Work to do: Reproduce the lines of the entries verbatim, beginning with the line containing "Objective: detect grassy" and continuing through the line containing "(0, 48), (450, 299)", with both of those lines included.

--- Data lines ---

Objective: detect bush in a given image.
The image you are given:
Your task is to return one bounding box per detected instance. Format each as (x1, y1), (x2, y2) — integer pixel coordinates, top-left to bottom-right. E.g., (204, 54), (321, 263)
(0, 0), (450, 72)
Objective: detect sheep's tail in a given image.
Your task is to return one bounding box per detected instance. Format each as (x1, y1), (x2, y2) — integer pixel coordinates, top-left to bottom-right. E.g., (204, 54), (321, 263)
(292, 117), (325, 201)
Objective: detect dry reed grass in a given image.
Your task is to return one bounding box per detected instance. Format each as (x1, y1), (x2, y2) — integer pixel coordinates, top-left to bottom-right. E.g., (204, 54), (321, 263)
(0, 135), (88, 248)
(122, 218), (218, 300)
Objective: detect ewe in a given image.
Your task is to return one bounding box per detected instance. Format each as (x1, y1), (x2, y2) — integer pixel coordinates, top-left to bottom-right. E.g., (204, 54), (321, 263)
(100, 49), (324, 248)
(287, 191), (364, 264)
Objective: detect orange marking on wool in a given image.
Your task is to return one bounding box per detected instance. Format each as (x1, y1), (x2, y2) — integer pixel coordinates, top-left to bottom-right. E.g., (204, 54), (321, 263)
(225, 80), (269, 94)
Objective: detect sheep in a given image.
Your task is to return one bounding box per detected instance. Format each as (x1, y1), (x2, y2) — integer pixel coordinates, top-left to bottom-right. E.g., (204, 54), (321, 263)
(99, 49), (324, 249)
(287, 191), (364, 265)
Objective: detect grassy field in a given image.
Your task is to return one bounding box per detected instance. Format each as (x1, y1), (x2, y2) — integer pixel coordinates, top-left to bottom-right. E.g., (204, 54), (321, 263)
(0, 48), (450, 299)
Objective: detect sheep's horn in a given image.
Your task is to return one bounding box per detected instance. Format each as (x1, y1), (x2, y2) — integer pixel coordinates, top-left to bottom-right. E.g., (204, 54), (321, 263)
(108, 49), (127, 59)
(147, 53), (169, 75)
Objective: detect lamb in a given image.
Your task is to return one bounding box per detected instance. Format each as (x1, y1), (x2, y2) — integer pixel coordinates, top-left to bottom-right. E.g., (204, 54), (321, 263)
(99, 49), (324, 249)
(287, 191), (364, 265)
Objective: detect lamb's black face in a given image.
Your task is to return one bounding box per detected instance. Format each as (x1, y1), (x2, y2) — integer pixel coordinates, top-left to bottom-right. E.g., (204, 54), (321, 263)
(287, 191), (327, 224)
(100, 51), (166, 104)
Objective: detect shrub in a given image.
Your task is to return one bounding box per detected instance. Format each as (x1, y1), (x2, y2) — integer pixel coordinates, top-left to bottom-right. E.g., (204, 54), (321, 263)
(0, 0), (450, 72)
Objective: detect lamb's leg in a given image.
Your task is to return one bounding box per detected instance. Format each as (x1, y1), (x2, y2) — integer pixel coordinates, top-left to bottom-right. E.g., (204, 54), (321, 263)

---

Result:
Objective: detect grassy field in a given image.
Your task is to return one bounding box per detected instance. Format each as (x1, y1), (x2, y2) — integer pixel coordinates, top-left to bottom-right. E.g., (204, 54), (321, 263)
(0, 48), (450, 299)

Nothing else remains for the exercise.